■ Set exercise ■
Print the part of the CPI market note that begins at the words "Philly Fed Business" and stops after "Headline CPI (Nov)", copying it word for word.

■ Passage ■

++++++++++

Limited Follow-Through After Shockingly Big Miss

Limited Follow-Through After Shockingly Big Miss

If you told the average trader that today’s core CPI would come in at 2.6% vs 3.0% year over year, they would have expected a much bigger reaction than we saw today. Ironically, the size of the miss may be one of those reasons. It’s so far outside the realm of expected possibilities that traders immediately assumed the presence of legitimate issues with November’s data collection. Nonetheless, it was worth a moderate extension of the overnight rally.

Econ Data / Events

Continued Claims (Dec)/06

1,897K vs 1930K f’cast, 1838K prev

Jobless Claims (Dec)/13

224K vs 225K f’cast, 236K prev

Philly Fed Business Index (Dec)

-10.2 vs 3 f’cast, -1.7 prev

Philly Fed Prices Paid (Dec)

43.60 vs — f’cast, 56.10 prev

y/y CORE CPI (Nov)

2.6% vs 3% f’cast, 3.0% prev

y/y Headline CPI (Nov)

++++++++++

■ Recorded data ■
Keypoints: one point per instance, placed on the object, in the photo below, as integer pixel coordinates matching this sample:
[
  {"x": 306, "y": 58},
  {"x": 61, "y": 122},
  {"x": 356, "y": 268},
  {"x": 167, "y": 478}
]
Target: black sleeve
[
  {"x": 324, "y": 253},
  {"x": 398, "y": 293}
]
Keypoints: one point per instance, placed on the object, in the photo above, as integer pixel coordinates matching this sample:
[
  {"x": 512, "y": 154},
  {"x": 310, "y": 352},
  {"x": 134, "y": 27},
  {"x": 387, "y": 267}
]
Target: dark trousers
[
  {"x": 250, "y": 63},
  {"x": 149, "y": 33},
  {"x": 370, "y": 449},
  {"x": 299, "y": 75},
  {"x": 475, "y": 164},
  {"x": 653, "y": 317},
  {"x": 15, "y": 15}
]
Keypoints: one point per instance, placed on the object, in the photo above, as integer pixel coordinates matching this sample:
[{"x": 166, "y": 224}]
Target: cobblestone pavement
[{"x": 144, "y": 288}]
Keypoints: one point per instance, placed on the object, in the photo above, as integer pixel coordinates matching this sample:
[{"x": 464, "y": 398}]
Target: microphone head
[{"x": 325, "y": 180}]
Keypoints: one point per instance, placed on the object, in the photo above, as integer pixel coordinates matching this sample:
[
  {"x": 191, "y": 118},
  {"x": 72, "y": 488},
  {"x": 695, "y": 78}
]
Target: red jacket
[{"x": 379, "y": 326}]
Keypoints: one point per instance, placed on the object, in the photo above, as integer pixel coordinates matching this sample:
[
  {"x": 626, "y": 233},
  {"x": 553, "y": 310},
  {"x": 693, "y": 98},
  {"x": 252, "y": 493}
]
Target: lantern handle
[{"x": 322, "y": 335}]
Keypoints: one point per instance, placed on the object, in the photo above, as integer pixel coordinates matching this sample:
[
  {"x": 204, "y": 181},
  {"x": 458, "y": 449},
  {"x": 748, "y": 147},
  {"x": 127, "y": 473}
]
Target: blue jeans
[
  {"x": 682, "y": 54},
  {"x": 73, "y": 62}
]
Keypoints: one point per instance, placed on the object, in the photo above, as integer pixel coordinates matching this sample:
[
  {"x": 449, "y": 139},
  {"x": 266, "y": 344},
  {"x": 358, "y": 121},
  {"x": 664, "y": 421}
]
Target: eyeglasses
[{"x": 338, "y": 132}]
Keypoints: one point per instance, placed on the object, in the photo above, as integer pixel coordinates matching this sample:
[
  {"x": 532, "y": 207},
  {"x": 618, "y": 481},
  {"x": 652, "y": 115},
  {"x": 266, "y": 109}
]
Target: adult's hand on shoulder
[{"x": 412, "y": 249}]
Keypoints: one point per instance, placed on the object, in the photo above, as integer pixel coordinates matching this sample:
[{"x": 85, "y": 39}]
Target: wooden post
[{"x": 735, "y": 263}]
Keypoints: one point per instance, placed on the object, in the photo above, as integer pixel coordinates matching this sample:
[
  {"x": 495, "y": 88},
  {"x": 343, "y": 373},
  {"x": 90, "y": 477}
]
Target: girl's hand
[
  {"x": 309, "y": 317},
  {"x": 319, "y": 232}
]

++++++++++

■ Output ■
Philly Fed Business Index (Dec)

-10.2 vs 3 f’cast, -1.7 prev

Philly Fed Prices Paid (Dec)

43.60 vs — f’cast, 56.10 prev

y/y CORE CPI (Nov)

2.6% vs 3% f’cast, 3.0% prev

y/y Headline CPI (Nov)